An exact transcription of all the data is the expected reply.

----- Exercise input -----

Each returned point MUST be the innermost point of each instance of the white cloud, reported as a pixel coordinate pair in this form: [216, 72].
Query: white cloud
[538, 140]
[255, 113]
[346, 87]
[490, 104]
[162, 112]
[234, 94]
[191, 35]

-----

Solution
Each returned point MUST be the innermost point of each instance of the white cloud, reported as a pixel coordinate pair in this form: [216, 72].
Query: white cloud
[538, 140]
[255, 113]
[346, 87]
[490, 104]
[162, 112]
[234, 94]
[191, 35]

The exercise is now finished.